Set problem 1 ->
Answer these questions using the thread about the slogan "accept no counterfeits," with each answer on its own line marked like its question.
(a) According to treefork, what does the slogan mean in the slingshot community?
(b) Which two slingshots does Hulla Baloo say could be bought with impunity in 2008?
(c) How does Henry the Hermit compare the membership of this Forum with that of its imitators?
Set problem 2 -> Repeat everything in the thread about the slogan from "Hahaha...all the answers" down to "glad your here.", with no changes.
Set problem 3 -> Rewrite the paragraph of the thread about the slogan that begins "It means there is another Forum" as a short bulleted list, keeping its main facts.

Given text ->

# what does the slogan "accept no counterfeits" mean?



## duffman6988 (Sep 22, 2019)

just wondering thanks!


----------



## Hulla Baloo (Nov 25, 2017)

Don't take any wooden nickels. For paper money I think you need one of those pens...


----------



## treefork (Feb 1, 2010)

In the slingshot community it means to buy the original makers version and not the shameless copycat version .


----------



## Hulla Baloo (Nov 25, 2017)

...but just since 2009. In 2008 you could buy Wham-Us and Fist Rockets with impunity.


----------



## Henry the Hermit (Jun 2, 2010)

It means there is another Forum with a nearly identical name, which was founded by a former member of SSF who left in huff, and several others started by former members who weren't happy with the way this Forum works. This Forum has more members than all the imitators combined. So, don't be satisfied with a pale imitation of Slingshot Forum, stay with the original and best.

*This is my personal opinion, based on experience and observation, and does not necessarily reflect the opinion of management.


----------



## Ibojoe (Mar 13, 2016)

Well said Henry.


----------



## MakoPat (Mar 12, 2018)

Man, I been whittling all these wooden nickles...now nobody's gonna take 'em.

Hahaha...all the answers hand been questioned...I mean all the queations were answered.

I do have a favorite forum...

Right here at home.

Also new comer...don't confuse buying a knockoff frame with making one for yourself...makery is acceptable and even encouraged.

Welcome and glad your here.


----------

Dataset section ->
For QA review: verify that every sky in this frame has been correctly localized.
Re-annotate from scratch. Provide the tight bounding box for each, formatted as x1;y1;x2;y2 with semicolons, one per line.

Correct response 1 ->
(a) It means buying the original maker's version and not the shameless copycat version.
(b) Wham-Us and Fist Rockets.
(c) This Forum has more members than all the imitators combined.

Correct response 2 ->
Hahaha...all the answers hand been questioned...I mean all the queations were answered.

I do have a favorite forum...

Right here at home.

Also new comer...don't confuse buying a knockoff frame with making one for yourself...makery is acceptable and even encouraged.

Welcome and glad your here.

Correct response 3 ->
- Another Forum has a nearly identical name and was founded by a former SSF member who left in a huff.
- Former members who weren't happy with the way this Forum works started several others.
- This Forum has more members than all the imitators combined.
- Instead of settling for a pale imitation of Slingshot Forum, stay with the original and best.